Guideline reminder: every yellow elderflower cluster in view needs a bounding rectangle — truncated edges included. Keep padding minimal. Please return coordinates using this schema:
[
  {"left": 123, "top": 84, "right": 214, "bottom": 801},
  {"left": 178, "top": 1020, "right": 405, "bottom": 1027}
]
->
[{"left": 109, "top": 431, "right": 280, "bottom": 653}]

● **WORK TO DO**: Gather every line of the material above that contains the string "right", treating uppercase and lowercase as different.

● **EXERCISE OUTPUT**:
  {"left": 123, "top": 84, "right": 214, "bottom": 801},
  {"left": 178, "top": 1020, "right": 405, "bottom": 1027}
[{"left": 109, "top": 431, "right": 280, "bottom": 653}]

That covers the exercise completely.